Count the lines in the rows below that contain the string "sink", with case counting, and reply with the number only.

** Begin **

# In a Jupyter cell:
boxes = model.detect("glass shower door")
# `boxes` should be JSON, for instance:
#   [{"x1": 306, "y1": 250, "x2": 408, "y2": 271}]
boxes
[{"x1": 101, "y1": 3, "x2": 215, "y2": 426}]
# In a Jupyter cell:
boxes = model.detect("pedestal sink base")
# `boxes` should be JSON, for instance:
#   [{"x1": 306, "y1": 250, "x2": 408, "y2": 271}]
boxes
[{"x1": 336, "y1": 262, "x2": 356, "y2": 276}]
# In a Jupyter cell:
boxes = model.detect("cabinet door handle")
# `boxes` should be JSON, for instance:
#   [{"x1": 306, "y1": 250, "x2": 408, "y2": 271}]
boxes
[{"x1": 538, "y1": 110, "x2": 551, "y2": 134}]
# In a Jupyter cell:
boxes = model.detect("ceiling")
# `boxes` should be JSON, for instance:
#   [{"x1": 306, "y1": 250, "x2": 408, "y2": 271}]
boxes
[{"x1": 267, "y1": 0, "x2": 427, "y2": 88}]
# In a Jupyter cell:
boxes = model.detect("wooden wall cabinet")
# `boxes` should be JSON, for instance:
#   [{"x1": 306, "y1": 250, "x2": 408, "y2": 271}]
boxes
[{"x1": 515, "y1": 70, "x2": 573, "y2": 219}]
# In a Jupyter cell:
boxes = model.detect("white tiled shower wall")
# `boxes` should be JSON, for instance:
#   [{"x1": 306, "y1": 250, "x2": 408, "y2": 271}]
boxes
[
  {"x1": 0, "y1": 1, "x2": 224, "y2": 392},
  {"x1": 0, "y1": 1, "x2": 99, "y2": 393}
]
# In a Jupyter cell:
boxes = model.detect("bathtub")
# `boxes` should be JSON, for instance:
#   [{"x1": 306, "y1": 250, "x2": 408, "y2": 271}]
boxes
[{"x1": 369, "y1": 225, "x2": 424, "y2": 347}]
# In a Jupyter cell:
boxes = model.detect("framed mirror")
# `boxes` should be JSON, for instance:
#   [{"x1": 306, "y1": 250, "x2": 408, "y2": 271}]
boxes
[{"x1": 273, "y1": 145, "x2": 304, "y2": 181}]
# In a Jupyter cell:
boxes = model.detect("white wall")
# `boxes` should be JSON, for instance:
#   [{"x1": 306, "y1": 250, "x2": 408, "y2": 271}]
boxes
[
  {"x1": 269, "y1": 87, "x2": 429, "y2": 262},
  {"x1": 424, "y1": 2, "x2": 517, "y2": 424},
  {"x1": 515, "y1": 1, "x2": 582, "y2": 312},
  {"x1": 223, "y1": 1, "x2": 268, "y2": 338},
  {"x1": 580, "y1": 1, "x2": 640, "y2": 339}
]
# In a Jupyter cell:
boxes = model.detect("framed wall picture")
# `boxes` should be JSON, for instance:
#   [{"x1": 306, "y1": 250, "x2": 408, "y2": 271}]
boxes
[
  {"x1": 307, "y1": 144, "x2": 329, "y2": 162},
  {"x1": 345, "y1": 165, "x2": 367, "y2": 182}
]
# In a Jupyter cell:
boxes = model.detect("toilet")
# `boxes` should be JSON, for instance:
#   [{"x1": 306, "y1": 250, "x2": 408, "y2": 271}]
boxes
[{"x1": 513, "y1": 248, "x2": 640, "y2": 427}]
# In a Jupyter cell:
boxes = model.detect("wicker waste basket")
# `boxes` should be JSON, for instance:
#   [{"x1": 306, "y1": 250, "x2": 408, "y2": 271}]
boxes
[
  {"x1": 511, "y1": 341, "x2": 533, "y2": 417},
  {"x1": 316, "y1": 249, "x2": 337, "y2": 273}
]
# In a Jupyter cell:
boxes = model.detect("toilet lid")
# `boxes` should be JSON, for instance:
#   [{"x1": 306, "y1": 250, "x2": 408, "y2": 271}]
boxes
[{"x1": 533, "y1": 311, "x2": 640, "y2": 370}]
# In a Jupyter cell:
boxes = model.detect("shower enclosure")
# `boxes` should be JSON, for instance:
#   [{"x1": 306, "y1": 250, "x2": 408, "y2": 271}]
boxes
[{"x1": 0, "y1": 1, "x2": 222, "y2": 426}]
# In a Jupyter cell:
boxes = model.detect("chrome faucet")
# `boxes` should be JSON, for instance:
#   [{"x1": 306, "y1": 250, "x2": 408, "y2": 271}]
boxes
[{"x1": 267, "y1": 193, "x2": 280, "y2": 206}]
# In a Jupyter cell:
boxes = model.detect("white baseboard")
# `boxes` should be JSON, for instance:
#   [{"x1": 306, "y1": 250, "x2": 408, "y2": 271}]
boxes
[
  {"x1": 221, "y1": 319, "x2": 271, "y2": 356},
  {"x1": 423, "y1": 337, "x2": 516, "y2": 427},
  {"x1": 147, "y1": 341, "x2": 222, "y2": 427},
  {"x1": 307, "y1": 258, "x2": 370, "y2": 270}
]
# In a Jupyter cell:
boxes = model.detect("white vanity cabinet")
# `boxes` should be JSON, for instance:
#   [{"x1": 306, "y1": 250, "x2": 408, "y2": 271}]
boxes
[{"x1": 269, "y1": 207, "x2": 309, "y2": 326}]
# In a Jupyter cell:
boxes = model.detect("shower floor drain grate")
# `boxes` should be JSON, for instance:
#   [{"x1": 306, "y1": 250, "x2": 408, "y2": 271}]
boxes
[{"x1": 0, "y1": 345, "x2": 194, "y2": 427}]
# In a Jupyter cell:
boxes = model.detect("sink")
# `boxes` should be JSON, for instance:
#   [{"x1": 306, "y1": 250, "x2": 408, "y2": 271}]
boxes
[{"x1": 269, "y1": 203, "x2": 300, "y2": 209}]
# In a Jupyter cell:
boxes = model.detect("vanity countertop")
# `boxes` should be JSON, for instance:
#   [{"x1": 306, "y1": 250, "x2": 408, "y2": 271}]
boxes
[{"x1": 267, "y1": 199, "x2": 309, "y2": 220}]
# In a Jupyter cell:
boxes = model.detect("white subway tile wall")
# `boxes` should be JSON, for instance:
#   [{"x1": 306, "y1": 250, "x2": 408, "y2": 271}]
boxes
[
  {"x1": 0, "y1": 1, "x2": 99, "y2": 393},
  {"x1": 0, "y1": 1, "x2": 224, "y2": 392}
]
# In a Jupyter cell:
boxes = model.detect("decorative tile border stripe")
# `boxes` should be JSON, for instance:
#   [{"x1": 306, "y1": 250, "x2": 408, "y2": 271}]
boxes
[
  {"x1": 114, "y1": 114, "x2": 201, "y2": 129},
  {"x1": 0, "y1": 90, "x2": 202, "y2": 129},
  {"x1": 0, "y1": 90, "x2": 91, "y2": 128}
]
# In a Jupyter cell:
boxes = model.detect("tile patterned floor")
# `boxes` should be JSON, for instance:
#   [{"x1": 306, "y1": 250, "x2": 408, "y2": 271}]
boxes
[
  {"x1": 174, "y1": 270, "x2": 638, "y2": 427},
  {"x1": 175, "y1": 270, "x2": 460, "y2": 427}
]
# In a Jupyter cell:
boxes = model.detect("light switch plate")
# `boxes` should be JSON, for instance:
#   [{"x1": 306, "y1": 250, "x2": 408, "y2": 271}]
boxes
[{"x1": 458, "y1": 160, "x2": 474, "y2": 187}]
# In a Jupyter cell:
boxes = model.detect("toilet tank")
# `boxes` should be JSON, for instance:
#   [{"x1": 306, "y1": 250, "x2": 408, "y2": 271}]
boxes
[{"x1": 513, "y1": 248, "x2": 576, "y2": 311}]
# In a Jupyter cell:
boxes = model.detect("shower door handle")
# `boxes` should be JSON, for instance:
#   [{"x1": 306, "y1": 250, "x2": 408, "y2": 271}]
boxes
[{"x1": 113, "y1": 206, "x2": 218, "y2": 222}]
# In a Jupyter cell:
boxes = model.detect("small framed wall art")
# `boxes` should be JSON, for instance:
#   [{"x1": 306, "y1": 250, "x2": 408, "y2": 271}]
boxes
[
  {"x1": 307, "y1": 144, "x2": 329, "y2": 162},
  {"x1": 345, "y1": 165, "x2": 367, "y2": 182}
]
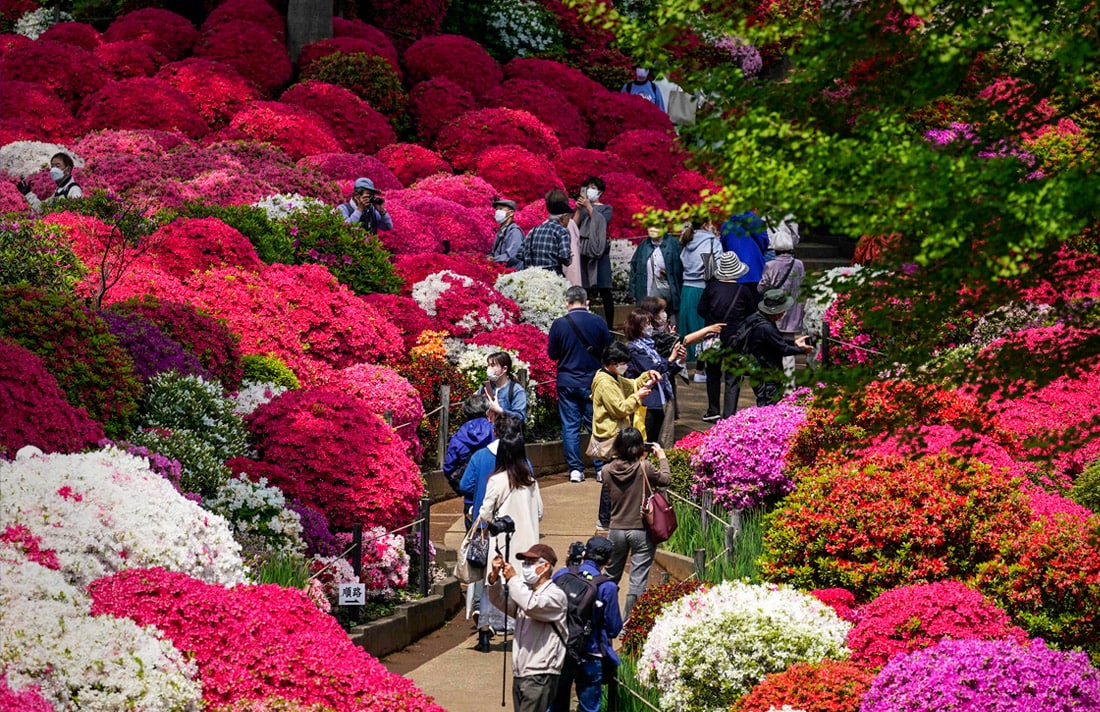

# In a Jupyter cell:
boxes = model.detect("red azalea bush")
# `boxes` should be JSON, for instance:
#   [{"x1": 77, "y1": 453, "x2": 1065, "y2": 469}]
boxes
[
  {"x1": 109, "y1": 297, "x2": 242, "y2": 391},
  {"x1": 88, "y1": 568, "x2": 442, "y2": 712},
  {"x1": 149, "y1": 218, "x2": 264, "y2": 281},
  {"x1": 432, "y1": 109, "x2": 561, "y2": 171},
  {"x1": 0, "y1": 41, "x2": 110, "y2": 109},
  {"x1": 409, "y1": 77, "x2": 477, "y2": 143},
  {"x1": 405, "y1": 34, "x2": 504, "y2": 98},
  {"x1": 156, "y1": 57, "x2": 260, "y2": 129},
  {"x1": 195, "y1": 20, "x2": 294, "y2": 96},
  {"x1": 77, "y1": 77, "x2": 210, "y2": 139},
  {"x1": 103, "y1": 8, "x2": 199, "y2": 62},
  {"x1": 0, "y1": 286, "x2": 142, "y2": 437},
  {"x1": 589, "y1": 92, "x2": 675, "y2": 149},
  {"x1": 761, "y1": 456, "x2": 1032, "y2": 600},
  {"x1": 848, "y1": 581, "x2": 1027, "y2": 669},
  {"x1": 607, "y1": 129, "x2": 688, "y2": 186},
  {"x1": 229, "y1": 101, "x2": 341, "y2": 161},
  {"x1": 245, "y1": 388, "x2": 424, "y2": 529},
  {"x1": 733, "y1": 660, "x2": 875, "y2": 712},
  {"x1": 477, "y1": 79, "x2": 589, "y2": 147},
  {"x1": 474, "y1": 144, "x2": 565, "y2": 202},
  {"x1": 279, "y1": 80, "x2": 397, "y2": 153},
  {"x1": 376, "y1": 143, "x2": 453, "y2": 186},
  {"x1": 0, "y1": 339, "x2": 103, "y2": 458}
]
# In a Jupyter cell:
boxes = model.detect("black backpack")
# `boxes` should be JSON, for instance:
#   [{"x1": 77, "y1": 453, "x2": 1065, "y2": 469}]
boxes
[{"x1": 553, "y1": 566, "x2": 612, "y2": 662}]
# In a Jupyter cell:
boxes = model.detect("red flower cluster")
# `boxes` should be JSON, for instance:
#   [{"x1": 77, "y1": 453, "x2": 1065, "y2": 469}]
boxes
[
  {"x1": 245, "y1": 388, "x2": 424, "y2": 529},
  {"x1": 733, "y1": 660, "x2": 875, "y2": 712},
  {"x1": 376, "y1": 143, "x2": 453, "y2": 186},
  {"x1": 0, "y1": 339, "x2": 103, "y2": 458},
  {"x1": 88, "y1": 568, "x2": 442, "y2": 712},
  {"x1": 405, "y1": 34, "x2": 504, "y2": 99},
  {"x1": 433, "y1": 109, "x2": 561, "y2": 171},
  {"x1": 848, "y1": 581, "x2": 1027, "y2": 669},
  {"x1": 279, "y1": 80, "x2": 397, "y2": 153},
  {"x1": 77, "y1": 78, "x2": 210, "y2": 139}
]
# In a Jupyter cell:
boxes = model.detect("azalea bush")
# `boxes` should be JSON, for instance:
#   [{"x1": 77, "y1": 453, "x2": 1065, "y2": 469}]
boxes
[{"x1": 638, "y1": 581, "x2": 850, "y2": 710}]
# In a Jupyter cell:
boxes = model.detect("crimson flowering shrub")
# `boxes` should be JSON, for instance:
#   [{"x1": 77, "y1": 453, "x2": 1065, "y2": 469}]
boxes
[
  {"x1": 553, "y1": 146, "x2": 630, "y2": 190},
  {"x1": 376, "y1": 143, "x2": 453, "y2": 186},
  {"x1": 409, "y1": 77, "x2": 477, "y2": 143},
  {"x1": 432, "y1": 109, "x2": 561, "y2": 171},
  {"x1": 0, "y1": 41, "x2": 110, "y2": 109},
  {"x1": 474, "y1": 144, "x2": 565, "y2": 202},
  {"x1": 77, "y1": 77, "x2": 210, "y2": 139},
  {"x1": 245, "y1": 388, "x2": 424, "y2": 529},
  {"x1": 477, "y1": 78, "x2": 589, "y2": 149},
  {"x1": 103, "y1": 8, "x2": 199, "y2": 62},
  {"x1": 88, "y1": 568, "x2": 441, "y2": 712},
  {"x1": 0, "y1": 339, "x2": 103, "y2": 459},
  {"x1": 279, "y1": 80, "x2": 397, "y2": 153},
  {"x1": 108, "y1": 297, "x2": 242, "y2": 391},
  {"x1": 195, "y1": 20, "x2": 294, "y2": 96},
  {"x1": 149, "y1": 218, "x2": 264, "y2": 281},
  {"x1": 733, "y1": 660, "x2": 875, "y2": 712},
  {"x1": 156, "y1": 57, "x2": 260, "y2": 129},
  {"x1": 761, "y1": 456, "x2": 1032, "y2": 600},
  {"x1": 848, "y1": 581, "x2": 1027, "y2": 669},
  {"x1": 860, "y1": 640, "x2": 1100, "y2": 712},
  {"x1": 0, "y1": 286, "x2": 142, "y2": 437}
]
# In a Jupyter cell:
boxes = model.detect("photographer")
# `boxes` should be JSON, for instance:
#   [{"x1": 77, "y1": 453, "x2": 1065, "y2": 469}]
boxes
[{"x1": 339, "y1": 178, "x2": 394, "y2": 234}]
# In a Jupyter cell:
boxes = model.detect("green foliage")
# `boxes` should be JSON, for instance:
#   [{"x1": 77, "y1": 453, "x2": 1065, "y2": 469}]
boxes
[{"x1": 241, "y1": 353, "x2": 301, "y2": 390}]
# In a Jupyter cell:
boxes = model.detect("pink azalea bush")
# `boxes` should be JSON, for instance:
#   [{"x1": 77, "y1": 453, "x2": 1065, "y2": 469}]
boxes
[
  {"x1": 88, "y1": 569, "x2": 441, "y2": 712},
  {"x1": 245, "y1": 388, "x2": 424, "y2": 529},
  {"x1": 848, "y1": 581, "x2": 1027, "y2": 668}
]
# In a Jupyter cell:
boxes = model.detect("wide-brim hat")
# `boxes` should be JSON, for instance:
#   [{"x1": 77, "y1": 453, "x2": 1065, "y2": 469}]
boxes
[
  {"x1": 714, "y1": 252, "x2": 749, "y2": 282},
  {"x1": 757, "y1": 289, "x2": 794, "y2": 315}
]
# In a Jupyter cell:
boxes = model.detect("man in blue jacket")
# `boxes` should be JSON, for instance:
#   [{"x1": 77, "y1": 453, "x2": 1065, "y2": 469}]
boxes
[
  {"x1": 550, "y1": 536, "x2": 623, "y2": 712},
  {"x1": 548, "y1": 286, "x2": 612, "y2": 482}
]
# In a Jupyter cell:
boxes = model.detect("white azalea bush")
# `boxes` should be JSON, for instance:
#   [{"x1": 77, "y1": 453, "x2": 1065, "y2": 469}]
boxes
[
  {"x1": 638, "y1": 581, "x2": 851, "y2": 712},
  {"x1": 496, "y1": 267, "x2": 570, "y2": 333},
  {"x1": 0, "y1": 448, "x2": 245, "y2": 589}
]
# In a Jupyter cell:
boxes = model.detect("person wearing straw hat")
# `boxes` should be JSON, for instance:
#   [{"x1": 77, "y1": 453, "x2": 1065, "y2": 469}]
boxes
[
  {"x1": 745, "y1": 289, "x2": 813, "y2": 406},
  {"x1": 699, "y1": 252, "x2": 760, "y2": 423}
]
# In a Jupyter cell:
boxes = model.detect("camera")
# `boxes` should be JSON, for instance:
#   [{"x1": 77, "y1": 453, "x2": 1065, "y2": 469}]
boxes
[{"x1": 488, "y1": 515, "x2": 516, "y2": 536}]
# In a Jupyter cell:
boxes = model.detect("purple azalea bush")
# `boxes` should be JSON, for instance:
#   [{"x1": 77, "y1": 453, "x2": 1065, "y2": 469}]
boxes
[
  {"x1": 692, "y1": 388, "x2": 809, "y2": 510},
  {"x1": 859, "y1": 638, "x2": 1100, "y2": 712}
]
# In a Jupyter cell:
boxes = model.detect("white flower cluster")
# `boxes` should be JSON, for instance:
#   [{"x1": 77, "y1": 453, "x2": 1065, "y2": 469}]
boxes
[
  {"x1": 495, "y1": 267, "x2": 569, "y2": 333},
  {"x1": 0, "y1": 547, "x2": 202, "y2": 712},
  {"x1": 638, "y1": 581, "x2": 851, "y2": 712},
  {"x1": 15, "y1": 8, "x2": 73, "y2": 39},
  {"x1": 485, "y1": 0, "x2": 562, "y2": 57},
  {"x1": 0, "y1": 141, "x2": 84, "y2": 178},
  {"x1": 233, "y1": 381, "x2": 287, "y2": 418},
  {"x1": 0, "y1": 448, "x2": 245, "y2": 588},
  {"x1": 252, "y1": 193, "x2": 327, "y2": 220}
]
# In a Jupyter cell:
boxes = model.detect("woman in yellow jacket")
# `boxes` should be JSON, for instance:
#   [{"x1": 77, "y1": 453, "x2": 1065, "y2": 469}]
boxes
[{"x1": 589, "y1": 342, "x2": 661, "y2": 532}]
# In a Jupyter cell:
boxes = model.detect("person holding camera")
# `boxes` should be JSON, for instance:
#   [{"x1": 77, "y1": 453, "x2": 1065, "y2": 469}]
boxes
[
  {"x1": 340, "y1": 178, "x2": 394, "y2": 234},
  {"x1": 488, "y1": 544, "x2": 569, "y2": 712}
]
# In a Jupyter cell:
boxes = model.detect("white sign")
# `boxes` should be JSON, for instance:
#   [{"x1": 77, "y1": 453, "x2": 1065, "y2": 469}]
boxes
[{"x1": 340, "y1": 583, "x2": 366, "y2": 605}]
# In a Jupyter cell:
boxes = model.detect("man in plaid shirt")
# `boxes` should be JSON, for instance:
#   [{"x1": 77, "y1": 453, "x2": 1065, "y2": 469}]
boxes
[{"x1": 519, "y1": 190, "x2": 573, "y2": 274}]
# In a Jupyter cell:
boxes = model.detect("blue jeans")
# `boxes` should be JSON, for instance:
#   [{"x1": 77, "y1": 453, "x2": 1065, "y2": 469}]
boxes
[
  {"x1": 558, "y1": 386, "x2": 601, "y2": 472},
  {"x1": 551, "y1": 655, "x2": 604, "y2": 712}
]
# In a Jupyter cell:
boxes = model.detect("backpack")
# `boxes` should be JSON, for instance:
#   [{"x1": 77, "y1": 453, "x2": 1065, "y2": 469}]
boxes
[{"x1": 553, "y1": 566, "x2": 612, "y2": 662}]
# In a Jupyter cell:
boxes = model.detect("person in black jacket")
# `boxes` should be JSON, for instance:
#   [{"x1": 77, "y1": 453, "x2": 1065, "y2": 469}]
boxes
[{"x1": 745, "y1": 289, "x2": 813, "y2": 406}]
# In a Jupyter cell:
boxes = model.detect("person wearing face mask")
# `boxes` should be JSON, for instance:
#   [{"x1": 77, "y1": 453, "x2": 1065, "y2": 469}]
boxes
[
  {"x1": 488, "y1": 544, "x2": 569, "y2": 712},
  {"x1": 490, "y1": 198, "x2": 524, "y2": 270},
  {"x1": 15, "y1": 152, "x2": 84, "y2": 211}
]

** End **

ANSWER TO THIS EXERCISE
2